TEXT SECTION: Begin
Should you invest in development of conversational interfaces?
The conversational user interface is changing the way we interact with machines. Ideally, it offers a natural, and intuitive interaction between human and machine. Chatbots, voicebots, intelligent assistants, and other voice-enabled devices open up a whole new world; they speed up, and improve daily tasks. They also increase efficiency, and for businesses employing them, they are cost-effective compared to humans.
So, as a business, should you start to develop and deploy these conversational solutions?
As a UX Designer my instinctive response will be: “yes, of course!” It is obvious that conversational UI is part of our future, and designing that future is exciting. But how fair is that towards my clients? Even though everyone these days claims to be innovative, we all know that true innovation comes at a cost. And part of our responsibility as designers is to make our clients aware of the cost of innovative design, as well as the reward.
In this article we will dive into the pros and cons of such endeavor.
- Where are we when it comes to chatbots, and intelligent assistants? What is the current status?
- What are the most common mistakes we should be aware of?
- What is the best approach, if any?
As usual, there is no one size fits all answer. After all, that’s what makes UX Design such an interesting field… almost every questions can be answered with those two words no manager wants to hear… “it depends”.
A quick overview of interface history
Conversational UI is the latest stage in a long history of human – machine interaction.
In essence, every interaction will have some input and some output. You press the accelerator in your car (input) and the car will speed up (output). The same input on the brake pedal (press) will result in a different output (the car should slow down). If we want the interaction to be predictable and easy to understand we should be consistent in our designs; you will be hard pressed to find a car where the accelerator is not the right-most pedal.
For more complicated interactions, for instance, more varied interactions between human and machine, various interfaces have been the go-to tools throughout the years.
A textual interface, or command line interface, was the only way to interact with computers for years. A keyboard was used to type in the commands and a screen provided the feedback, both on the commands typed, as well as the response from the machine.
While in the early years, the commands needed to adhere strict rules (to prevent the dreaded ‘syntax error’ or ‘unknown command’), later developments allowed for more free natural language being used. Today, most search engines will take a stab at interpreting a search query provided by the user.
The next evolution came with the Graphical User Interface. This interface tries to mimic the way we perform mechanical tasks in real life situations and replaces the textual interface.
To use this interface and enable or disable a feature, or capability in the software program, we “click a button” on a screen using a pointing device such as a mouse. We don’t actually click that button, but this action mimics the mechanical action of switching on and off a real device. Both Apple and Microsoft made this type of interface and this way of interacting with computers extremely popular.
The next step came with the introduction of touch screen devices, which eliminated the use of pointing devices, making the whole experience more direct, more natural, and more intuitive.
Conversational interfaces
The latest evolution of human-machine interaction is the Conversational User Interface.
First, let’s define what precisely a conversation is within this context (as opposed to the standard inter-human conversation):
- It does not have to be oral, it can be in writing, such as with chatbots.
- It is limited to two participants, of which (at least) one is a non-human entity.
- It is less interactive than human conversation and it is more about exchanging information than exchanging ideas.
- It is thought of as non-social, as computers are involved.
- It is a means of communication that enables natural conversation between two entities.
- It is about learning and teaching, as computers continue to learn and develop their understanding capabilities.
TEXT SECTION: End
_TASK DETAILS_:
Pick up the article on conversational interfaces right after its final sentence and keep writing it.
DATA EXTRACT: Begin
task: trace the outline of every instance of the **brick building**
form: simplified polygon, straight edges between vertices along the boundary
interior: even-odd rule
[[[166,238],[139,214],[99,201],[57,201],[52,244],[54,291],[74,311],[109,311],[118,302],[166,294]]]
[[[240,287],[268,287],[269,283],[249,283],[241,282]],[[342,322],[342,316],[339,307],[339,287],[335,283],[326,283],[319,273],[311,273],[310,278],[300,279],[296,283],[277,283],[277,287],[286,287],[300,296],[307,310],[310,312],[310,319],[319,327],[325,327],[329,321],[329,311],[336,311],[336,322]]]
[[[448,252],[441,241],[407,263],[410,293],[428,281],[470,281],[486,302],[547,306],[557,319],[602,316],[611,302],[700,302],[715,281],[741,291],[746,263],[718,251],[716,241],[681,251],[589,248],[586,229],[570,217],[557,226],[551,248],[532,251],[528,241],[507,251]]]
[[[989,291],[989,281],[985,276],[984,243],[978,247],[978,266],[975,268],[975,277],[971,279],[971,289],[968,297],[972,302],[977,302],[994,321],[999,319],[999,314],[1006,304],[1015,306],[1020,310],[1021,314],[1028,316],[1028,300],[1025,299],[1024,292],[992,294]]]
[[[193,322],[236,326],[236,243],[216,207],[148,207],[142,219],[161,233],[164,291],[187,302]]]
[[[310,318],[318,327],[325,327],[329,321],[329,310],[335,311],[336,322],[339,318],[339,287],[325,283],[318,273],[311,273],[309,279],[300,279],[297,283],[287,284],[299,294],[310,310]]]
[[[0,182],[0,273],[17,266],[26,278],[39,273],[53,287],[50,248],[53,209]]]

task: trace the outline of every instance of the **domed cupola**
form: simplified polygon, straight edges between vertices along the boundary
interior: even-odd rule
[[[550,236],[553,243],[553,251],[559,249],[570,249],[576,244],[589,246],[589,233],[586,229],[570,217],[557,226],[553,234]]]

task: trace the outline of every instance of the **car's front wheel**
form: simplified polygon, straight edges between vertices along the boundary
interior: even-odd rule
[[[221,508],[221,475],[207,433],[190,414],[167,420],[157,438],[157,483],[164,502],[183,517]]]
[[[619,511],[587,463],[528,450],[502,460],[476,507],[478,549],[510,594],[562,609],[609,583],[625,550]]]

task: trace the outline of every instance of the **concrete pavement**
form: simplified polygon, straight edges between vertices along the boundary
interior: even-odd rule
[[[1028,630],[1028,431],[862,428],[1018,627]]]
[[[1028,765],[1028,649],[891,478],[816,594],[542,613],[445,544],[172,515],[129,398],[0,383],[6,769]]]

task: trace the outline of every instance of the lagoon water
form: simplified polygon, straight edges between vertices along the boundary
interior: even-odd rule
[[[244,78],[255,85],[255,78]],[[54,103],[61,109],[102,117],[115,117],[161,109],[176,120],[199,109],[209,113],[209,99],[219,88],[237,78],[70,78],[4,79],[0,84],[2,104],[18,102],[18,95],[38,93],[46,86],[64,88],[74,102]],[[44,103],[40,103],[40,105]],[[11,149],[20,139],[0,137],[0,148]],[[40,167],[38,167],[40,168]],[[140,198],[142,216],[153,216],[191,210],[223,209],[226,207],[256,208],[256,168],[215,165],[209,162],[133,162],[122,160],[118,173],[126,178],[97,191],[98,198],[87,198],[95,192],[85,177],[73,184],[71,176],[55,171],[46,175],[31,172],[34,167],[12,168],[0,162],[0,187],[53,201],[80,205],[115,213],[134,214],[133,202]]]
DATA EXTRACT: End
_OUTPUT_:
Based on the above, we see that a conversational interaction is a (relatively) new form of communication between humans and machines, that consists of a series of questions and answers, if not an actual exchange of thoughts.
Hence, in the conversational interface we see, once again, a form of bilateral communication, where the user asks a question and the computer will provide an answer. Actually, there is not much difference with the original command line interface, other than the shape and form the interface is presented in. The interaction is with “someone” who gives the answers; this someone is a humanized computer entity, or in short, a bot.
The Conversational UI mimics a text/voice interaction with a friend, or in a business context, with a service provider. It delivers a free and natural experience that gets the closest to human-human interaction that we have seen yet.
A special place in the conversational UI is reserved for the Voice-Enabled Conversational UI.
While natural evolution lead us from textual, through graphical, to conversational user interfaces, the shift to conversational voice interaction between human and machine should be called a true revolution. Voice, speech, is our primary and most elementary means of communication, and when we can freely use this while interacting with machines, and machines can freely interact with us, that would bring our human-machine relationships at once in areas worthy of Star-Trek quotes: truly where no man has gone before.
Computers are already capable of recognizing our voice, “understanding” our requests, giving sensible answers, that can even include suggestions, recommendations, and to some extend solid advice.
The building blocks of a good conversational UI
There are several building blocks that make up a good conversational application:
- Speech recognition (for voicebots).
- Natural Language Understanding.
- Conversational level.
- Dictionary / text samples.
- Contextual layers.
- Business logic.
In this section we will look into each of these building blocks a bit deeper, so you get an idea of what is needed to develop a good conversational solution.
Voice recognition
The voice recognition layer, or speech recognition, or speech-to-text layer, transcribes voice to text.
Your device or machine captures voice with a microphone and provides a text transcription of the words. With a simple level of text processing, we can develop a voice control feature, using simple commands such as “turn right”, or “call Peter”.
Natural Language Understanding (NLU)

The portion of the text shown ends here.